HOW TO COMPLETE THIS TASK
A single number is required: how many lines of the listing below include the word "flower".

DATA SUPPLIED
┄┄┄┄┄┄┄┄┄┄┄┄┄┄┄┄┄┄┄┄
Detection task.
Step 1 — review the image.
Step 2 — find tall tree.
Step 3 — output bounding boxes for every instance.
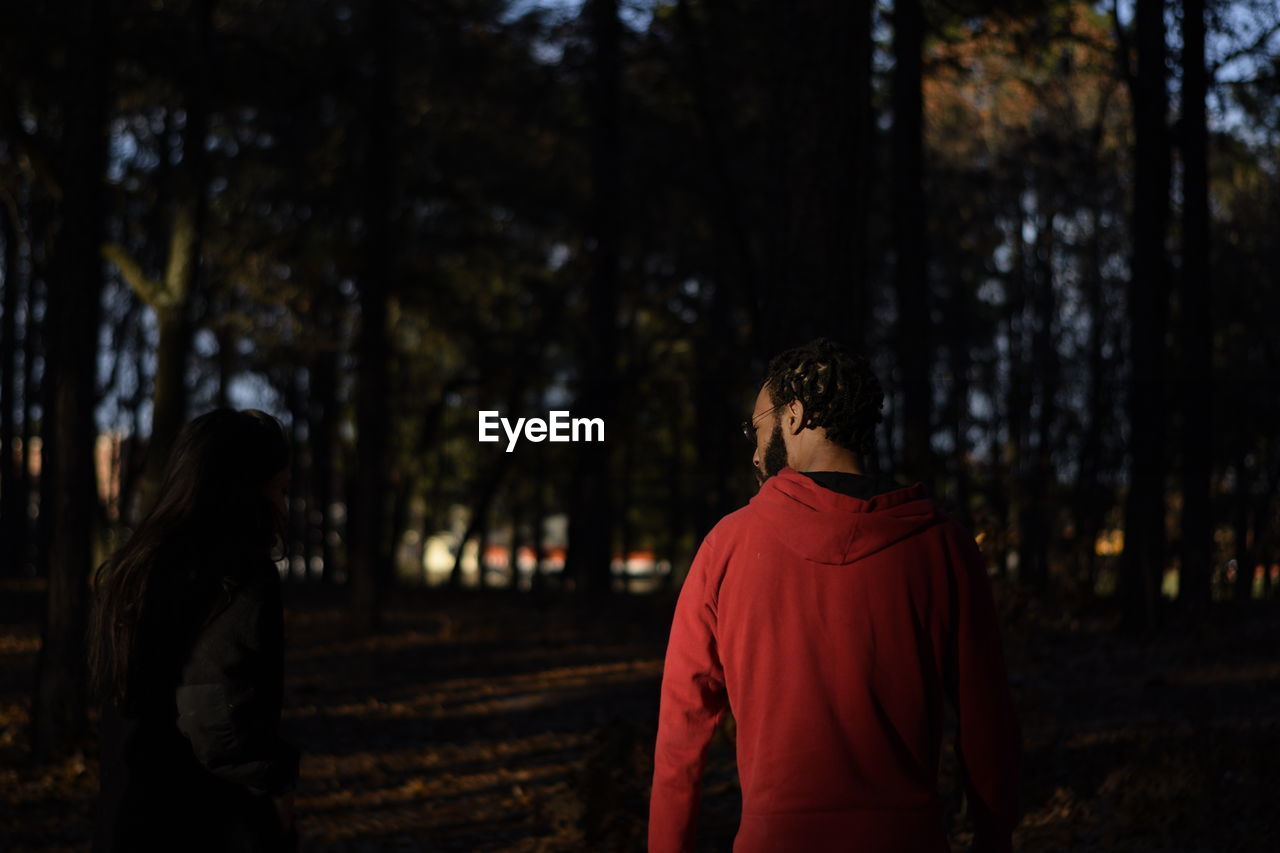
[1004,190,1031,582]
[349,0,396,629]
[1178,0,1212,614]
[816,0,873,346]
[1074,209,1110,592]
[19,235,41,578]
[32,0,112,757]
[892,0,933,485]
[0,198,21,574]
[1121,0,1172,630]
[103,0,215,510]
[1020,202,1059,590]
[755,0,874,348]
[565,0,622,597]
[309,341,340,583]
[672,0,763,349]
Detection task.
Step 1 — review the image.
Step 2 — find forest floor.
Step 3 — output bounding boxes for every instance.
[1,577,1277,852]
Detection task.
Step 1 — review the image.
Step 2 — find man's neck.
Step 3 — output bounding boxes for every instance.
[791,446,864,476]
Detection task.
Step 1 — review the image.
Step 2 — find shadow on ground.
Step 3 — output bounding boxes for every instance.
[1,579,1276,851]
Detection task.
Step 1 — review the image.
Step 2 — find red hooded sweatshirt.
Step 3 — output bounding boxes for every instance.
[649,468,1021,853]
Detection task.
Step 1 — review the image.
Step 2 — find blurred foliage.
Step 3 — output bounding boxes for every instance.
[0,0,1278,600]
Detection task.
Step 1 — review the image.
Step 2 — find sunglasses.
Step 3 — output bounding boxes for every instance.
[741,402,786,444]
┄┄┄┄┄┄┄┄┄┄┄┄┄┄┄┄┄┄┄┄
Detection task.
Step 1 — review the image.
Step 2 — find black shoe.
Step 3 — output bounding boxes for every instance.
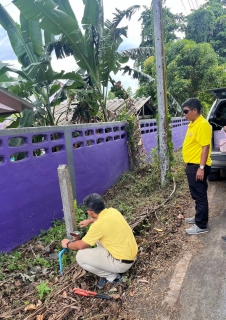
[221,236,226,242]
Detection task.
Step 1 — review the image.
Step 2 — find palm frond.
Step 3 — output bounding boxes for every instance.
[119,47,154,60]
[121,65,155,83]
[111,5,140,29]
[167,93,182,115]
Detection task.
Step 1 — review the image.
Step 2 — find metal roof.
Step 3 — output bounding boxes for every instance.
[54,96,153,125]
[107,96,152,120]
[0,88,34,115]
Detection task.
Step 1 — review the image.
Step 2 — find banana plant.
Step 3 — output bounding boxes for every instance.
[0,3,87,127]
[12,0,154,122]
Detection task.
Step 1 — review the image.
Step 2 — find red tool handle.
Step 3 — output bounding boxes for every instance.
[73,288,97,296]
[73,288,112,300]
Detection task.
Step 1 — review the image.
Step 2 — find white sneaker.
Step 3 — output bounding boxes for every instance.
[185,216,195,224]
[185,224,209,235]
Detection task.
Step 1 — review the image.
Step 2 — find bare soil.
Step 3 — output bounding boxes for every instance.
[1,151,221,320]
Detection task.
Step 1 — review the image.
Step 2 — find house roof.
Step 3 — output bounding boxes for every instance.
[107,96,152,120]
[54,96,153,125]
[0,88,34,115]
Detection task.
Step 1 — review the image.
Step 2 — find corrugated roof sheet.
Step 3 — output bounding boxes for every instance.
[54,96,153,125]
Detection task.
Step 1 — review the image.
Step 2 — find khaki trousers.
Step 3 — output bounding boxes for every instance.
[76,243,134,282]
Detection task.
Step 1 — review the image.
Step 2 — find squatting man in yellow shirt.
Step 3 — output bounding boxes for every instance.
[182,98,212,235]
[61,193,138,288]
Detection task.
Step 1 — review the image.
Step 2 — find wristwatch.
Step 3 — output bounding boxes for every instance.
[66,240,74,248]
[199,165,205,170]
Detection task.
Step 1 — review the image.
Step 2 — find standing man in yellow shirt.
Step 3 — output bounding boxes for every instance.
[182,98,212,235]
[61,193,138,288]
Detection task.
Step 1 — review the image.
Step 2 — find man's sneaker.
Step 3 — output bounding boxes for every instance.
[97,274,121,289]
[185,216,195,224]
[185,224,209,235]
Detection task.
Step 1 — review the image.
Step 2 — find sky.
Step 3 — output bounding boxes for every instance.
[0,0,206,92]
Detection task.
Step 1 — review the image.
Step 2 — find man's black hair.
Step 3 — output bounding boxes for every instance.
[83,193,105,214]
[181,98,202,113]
┄┄┄┄┄┄┄┄┄┄┄┄┄┄┄┄┄┄┄┄
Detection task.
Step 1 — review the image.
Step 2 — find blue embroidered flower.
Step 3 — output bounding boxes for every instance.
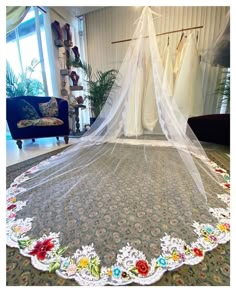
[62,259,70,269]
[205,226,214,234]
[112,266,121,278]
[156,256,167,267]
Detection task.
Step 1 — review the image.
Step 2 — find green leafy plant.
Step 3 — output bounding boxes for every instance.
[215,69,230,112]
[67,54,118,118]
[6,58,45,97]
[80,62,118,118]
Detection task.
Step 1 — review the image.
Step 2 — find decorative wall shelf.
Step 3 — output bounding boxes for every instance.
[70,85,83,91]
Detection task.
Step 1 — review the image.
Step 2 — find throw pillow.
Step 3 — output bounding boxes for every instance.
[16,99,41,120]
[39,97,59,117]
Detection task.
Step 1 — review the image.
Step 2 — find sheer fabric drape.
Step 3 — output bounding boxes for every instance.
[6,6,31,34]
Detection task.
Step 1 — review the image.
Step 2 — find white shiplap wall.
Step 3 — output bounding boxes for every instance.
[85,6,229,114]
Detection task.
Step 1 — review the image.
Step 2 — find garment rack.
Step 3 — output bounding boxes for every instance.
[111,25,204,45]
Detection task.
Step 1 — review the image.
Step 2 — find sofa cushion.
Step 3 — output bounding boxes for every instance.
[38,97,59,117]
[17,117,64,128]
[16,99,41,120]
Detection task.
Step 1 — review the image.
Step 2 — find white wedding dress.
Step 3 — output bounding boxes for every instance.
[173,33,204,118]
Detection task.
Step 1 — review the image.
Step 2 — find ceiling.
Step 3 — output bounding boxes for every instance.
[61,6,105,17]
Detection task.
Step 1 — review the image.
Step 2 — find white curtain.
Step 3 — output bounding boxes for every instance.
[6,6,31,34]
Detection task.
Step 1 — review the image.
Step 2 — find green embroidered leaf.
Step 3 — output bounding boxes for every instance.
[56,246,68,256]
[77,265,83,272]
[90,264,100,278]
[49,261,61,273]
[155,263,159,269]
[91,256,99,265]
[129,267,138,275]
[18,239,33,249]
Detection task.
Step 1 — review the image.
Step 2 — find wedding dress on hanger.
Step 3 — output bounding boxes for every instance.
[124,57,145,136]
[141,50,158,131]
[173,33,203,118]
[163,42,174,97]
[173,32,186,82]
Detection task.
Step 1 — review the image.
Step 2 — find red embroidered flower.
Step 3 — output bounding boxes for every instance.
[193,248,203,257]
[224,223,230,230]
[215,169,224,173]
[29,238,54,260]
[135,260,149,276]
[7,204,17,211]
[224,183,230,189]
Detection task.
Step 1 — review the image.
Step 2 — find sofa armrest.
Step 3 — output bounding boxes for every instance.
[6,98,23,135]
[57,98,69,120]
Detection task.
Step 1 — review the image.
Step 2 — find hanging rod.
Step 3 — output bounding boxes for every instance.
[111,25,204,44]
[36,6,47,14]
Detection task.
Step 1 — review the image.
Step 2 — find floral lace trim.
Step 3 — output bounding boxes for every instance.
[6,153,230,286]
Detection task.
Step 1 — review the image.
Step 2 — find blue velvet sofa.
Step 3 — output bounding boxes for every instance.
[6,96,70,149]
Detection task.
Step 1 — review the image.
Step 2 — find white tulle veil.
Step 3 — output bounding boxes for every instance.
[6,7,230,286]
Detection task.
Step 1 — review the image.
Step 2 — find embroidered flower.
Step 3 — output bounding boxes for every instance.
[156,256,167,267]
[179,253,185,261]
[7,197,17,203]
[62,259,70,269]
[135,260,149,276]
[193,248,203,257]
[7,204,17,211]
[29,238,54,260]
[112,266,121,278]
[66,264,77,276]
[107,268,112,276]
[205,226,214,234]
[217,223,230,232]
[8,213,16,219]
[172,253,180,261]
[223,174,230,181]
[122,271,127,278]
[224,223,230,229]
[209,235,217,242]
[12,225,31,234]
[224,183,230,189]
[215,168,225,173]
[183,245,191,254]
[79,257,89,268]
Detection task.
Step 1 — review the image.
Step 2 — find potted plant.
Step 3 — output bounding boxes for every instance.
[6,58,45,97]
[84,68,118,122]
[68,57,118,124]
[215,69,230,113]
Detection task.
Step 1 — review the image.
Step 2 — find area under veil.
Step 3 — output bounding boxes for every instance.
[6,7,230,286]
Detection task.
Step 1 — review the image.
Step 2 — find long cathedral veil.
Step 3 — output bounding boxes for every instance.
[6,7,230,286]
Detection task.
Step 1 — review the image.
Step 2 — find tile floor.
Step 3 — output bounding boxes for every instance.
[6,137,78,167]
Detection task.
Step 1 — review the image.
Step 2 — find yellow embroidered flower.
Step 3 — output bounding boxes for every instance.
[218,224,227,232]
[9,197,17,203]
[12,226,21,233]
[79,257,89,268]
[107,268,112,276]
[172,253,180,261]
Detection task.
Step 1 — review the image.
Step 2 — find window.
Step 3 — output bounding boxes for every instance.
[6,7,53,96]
┄┄┄┄┄┄┄┄┄┄┄┄┄┄┄┄┄┄┄┄
OUTPUT
4